■ **REQUIREMENT**:
Everything from the line containing "Query: white toilet" through the last line of the records must be returned verbatim, and nothing outside that range.

-- MATERIAL FOR THIS EXERCISE follows --

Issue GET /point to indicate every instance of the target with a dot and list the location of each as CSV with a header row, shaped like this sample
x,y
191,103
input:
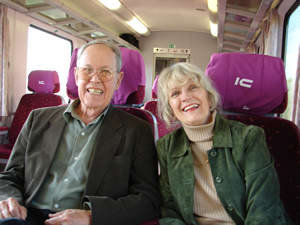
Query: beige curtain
x,y
270,34
4,34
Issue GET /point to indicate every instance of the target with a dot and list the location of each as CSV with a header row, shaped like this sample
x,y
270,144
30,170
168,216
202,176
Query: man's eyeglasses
x,y
104,74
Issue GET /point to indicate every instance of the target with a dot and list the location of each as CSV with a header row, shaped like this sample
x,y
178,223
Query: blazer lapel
x,y
181,170
51,134
108,140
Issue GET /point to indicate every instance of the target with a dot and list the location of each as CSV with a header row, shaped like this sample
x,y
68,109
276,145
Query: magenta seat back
x,y
72,89
252,86
154,87
133,83
162,128
248,83
43,81
44,84
142,114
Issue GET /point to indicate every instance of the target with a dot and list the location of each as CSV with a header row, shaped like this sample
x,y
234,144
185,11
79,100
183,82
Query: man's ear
x,y
119,79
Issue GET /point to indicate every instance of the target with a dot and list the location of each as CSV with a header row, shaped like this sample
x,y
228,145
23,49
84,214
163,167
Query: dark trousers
x,y
34,217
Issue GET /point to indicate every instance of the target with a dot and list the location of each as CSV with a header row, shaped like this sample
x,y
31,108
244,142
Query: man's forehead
x,y
98,51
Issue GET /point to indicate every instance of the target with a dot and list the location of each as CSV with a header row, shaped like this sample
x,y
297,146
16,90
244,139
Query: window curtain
x,y
270,34
4,34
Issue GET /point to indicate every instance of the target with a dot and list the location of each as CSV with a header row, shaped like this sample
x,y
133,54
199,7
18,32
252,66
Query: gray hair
x,y
182,72
111,45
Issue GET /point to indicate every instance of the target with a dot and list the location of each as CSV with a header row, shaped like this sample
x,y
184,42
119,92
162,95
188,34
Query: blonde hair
x,y
182,72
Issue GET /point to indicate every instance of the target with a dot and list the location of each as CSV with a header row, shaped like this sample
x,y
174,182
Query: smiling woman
x,y
201,162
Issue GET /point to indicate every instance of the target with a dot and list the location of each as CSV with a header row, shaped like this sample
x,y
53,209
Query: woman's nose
x,y
185,95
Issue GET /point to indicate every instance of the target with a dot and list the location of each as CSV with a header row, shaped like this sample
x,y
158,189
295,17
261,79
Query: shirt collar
x,y
70,112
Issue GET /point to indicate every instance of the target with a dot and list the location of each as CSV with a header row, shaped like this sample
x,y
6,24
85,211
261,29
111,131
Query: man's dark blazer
x,y
122,184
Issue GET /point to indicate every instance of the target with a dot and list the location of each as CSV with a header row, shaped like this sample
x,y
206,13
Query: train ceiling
x,y
238,20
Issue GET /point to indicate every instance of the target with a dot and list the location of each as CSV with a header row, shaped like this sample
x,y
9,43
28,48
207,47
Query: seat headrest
x,y
154,87
72,89
43,81
249,83
133,68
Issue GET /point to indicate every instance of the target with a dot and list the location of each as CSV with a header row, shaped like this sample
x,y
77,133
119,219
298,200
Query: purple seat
x,y
43,84
72,91
154,88
162,127
254,91
143,114
132,88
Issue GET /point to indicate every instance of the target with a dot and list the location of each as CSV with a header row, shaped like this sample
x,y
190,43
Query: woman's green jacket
x,y
242,169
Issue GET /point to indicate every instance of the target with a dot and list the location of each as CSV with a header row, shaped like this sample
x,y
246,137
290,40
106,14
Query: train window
x,y
291,60
47,51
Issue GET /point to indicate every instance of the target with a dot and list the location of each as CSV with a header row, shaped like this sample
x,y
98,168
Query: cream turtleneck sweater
x,y
207,205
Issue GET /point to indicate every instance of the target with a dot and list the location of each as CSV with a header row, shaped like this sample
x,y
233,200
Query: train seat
x,y
72,91
143,114
152,107
154,88
132,88
161,125
43,84
253,90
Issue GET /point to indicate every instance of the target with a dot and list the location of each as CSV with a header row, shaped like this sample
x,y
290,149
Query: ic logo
x,y
243,82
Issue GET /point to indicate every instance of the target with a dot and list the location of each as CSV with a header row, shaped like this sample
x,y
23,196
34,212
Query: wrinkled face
x,y
95,90
189,102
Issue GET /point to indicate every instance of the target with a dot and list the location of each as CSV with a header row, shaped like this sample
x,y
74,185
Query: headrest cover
x,y
43,81
154,87
133,67
248,83
72,89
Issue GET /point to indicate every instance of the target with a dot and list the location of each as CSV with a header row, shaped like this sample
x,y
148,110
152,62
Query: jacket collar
x,y
221,137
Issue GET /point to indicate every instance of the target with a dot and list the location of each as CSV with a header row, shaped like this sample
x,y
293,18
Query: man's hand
x,y
70,217
11,208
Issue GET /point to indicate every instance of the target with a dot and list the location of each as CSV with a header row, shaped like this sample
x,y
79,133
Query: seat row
x,y
253,90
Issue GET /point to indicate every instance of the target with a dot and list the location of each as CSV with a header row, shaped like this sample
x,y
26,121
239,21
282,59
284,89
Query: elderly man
x,y
85,163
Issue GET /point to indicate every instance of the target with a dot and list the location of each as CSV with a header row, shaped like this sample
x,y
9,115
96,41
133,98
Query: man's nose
x,y
95,77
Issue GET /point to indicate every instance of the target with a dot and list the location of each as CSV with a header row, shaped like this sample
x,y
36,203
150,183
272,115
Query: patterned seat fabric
x,y
252,87
43,84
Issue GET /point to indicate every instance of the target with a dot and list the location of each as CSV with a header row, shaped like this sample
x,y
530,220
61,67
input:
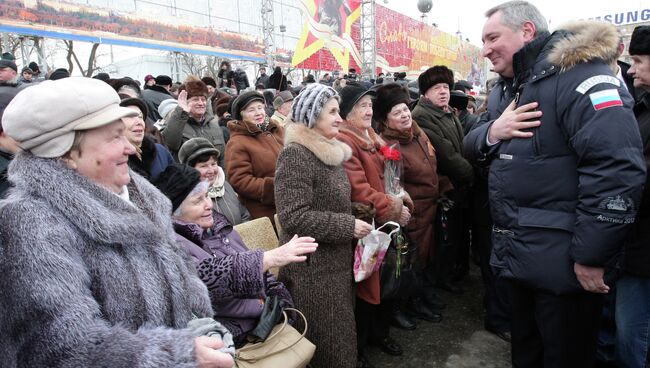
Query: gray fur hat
x,y
310,101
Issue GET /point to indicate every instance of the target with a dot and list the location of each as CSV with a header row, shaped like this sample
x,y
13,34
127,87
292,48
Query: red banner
x,y
330,37
407,45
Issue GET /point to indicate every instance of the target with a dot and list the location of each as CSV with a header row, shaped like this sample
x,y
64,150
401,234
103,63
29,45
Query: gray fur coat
x,y
89,280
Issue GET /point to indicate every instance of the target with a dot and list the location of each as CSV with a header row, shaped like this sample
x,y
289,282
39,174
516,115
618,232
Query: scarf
x,y
218,189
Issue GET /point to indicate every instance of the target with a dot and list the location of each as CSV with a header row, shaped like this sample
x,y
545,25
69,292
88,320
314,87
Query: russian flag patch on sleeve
x,y
605,98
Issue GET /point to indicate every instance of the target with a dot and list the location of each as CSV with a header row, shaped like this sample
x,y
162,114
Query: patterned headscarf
x,y
309,103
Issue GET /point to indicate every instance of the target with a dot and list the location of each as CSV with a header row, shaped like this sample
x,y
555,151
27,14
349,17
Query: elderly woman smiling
x,y
200,154
313,197
237,278
251,154
91,273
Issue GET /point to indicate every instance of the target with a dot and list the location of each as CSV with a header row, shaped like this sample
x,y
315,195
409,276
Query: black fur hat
x,y
177,182
389,96
640,41
434,75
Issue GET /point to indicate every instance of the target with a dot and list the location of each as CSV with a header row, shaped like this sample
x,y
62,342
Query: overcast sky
x,y
468,15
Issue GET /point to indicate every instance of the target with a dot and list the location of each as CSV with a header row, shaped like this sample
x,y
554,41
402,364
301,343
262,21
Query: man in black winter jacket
x,y
633,288
566,175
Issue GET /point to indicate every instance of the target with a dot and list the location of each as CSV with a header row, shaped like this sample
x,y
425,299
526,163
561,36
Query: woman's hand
x,y
293,251
207,355
182,101
361,228
404,217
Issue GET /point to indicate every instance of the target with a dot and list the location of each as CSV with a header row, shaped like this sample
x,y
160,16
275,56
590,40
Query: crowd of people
x,y
117,237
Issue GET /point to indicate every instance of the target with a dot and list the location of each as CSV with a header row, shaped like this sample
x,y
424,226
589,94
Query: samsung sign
x,y
637,16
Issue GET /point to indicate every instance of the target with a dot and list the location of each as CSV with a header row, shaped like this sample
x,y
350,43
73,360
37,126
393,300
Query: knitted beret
x,y
640,41
309,103
244,100
195,87
389,96
434,75
350,95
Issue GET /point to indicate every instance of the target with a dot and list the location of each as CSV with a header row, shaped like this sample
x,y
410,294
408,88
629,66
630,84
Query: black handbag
x,y
271,316
398,279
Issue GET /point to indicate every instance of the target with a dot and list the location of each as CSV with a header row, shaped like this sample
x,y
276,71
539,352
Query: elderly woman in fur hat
x,y
190,119
313,198
150,158
365,170
420,179
238,279
91,272
251,153
200,154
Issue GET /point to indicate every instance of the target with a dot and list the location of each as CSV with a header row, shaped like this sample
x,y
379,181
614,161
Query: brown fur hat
x,y
194,87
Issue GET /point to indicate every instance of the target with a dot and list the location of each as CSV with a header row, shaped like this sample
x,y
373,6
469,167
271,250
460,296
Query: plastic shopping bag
x,y
370,251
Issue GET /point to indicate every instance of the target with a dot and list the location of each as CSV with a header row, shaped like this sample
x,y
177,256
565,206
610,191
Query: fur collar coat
x,y
90,279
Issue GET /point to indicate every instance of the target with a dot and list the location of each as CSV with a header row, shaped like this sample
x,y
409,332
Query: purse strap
x,y
279,330
391,223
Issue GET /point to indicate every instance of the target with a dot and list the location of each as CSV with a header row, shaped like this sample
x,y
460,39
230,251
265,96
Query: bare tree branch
x,y
68,57
92,60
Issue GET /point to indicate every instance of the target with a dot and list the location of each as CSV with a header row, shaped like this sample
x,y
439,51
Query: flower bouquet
x,y
392,170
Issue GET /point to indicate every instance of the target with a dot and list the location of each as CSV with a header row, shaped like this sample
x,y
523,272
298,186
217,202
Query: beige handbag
x,y
285,347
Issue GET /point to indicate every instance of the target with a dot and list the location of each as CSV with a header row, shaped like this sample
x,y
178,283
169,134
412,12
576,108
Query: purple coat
x,y
232,273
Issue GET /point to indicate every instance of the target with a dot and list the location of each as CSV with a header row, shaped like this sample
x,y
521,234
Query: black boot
x,y
448,286
419,310
388,346
401,320
432,299
363,362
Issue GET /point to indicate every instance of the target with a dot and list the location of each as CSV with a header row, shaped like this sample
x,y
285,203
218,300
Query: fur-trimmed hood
x,y
330,151
587,40
107,270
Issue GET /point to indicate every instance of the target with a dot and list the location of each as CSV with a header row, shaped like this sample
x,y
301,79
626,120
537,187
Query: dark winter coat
x,y
5,160
420,180
232,274
636,259
313,199
263,80
230,206
568,194
89,279
251,155
181,127
7,93
155,158
446,136
153,96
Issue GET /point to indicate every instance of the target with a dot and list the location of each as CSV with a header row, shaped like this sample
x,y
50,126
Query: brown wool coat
x,y
313,199
365,171
250,165
420,181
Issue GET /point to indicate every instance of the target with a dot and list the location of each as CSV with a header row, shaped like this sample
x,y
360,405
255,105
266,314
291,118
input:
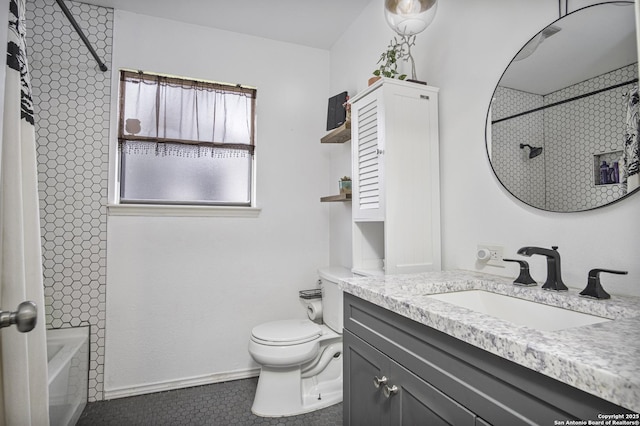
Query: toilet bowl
x,y
301,360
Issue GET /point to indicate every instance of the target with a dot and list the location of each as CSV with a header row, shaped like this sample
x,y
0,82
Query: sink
x,y
518,311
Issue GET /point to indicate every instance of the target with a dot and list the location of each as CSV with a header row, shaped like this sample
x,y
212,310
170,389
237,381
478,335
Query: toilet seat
x,y
286,332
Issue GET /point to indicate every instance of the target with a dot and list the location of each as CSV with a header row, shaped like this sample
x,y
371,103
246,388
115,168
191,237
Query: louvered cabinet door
x,y
368,161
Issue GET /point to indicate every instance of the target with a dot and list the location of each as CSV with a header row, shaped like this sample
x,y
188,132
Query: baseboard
x,y
180,384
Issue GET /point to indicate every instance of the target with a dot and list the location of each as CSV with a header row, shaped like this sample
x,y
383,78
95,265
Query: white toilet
x,y
301,360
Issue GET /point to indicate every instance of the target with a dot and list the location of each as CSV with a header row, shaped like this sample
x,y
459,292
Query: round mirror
x,y
562,126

-- MATERIAL FOR THIS EXERCISE concluded --

■ **EXERCISE OUTPUT**:
Query: white toilet
x,y
301,360
Issue GET /point to indicate every instance of the target with a dot and list the location of each as CSV with a header row, shaped like this sample
x,y
459,292
Query: round mirror
x,y
562,126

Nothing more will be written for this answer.